### TEXT PROVIDED
-------

- Indiana judge is removed from office for rude conduct, delayed dispositions and retaliation
Indiana judge is removed from office for rude conduct, delayed dispositions and retaliation
Posted Mar 5, 2014 9:49 AM CDT
By Debra Cassens Weiss
The Indiana Supreme Court has removed a Marion County judge from office for “significant judicial misconduct” but is allowing her to continue to practice law.
The court removed Judge Kimberly Brown after three special masters found she committed misconduct alleged in 46 of 47 counts, according to the supreme court opinion (PDF). The Indianapolis Star says Brown is only the third Indiana judge to be permanently banned from the bench in the last 20 years.
At first Brown argued she had bad staffers and had taken steps to correct the problems, but she later apologized and sought a 60-day suspension, according to the story by the Indianapolis Star.

-------

### PROBLEM TO SOLVE
Print part of the article on the Indiana judge's removal word for word, beginning at the words "- Indiana judge" and stopping after the words "to practice law.". The lines that come next are from a separate source.

(Point-per-instance localization data)
-------

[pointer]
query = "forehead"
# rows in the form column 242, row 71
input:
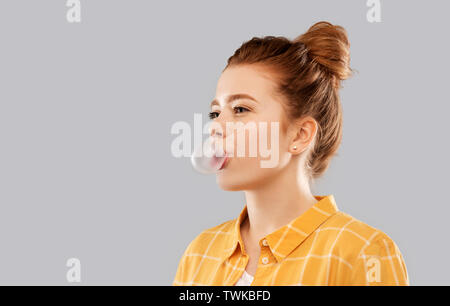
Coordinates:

-------

### RESPONSE BELOW
- Indiana judge is removed from office for rude conduct, delayed dispositions and retaliation
Indiana judge is removed from office for rude conduct, delayed dispositions and retaliation
Posted Mar 5, 2014 9:49 AM CDT
By Debra Cassens Weiss
The Indiana Supreme Court has removed a Marion County judge from office for “significant judicial misconduct” but is allowing her to continue to practice law.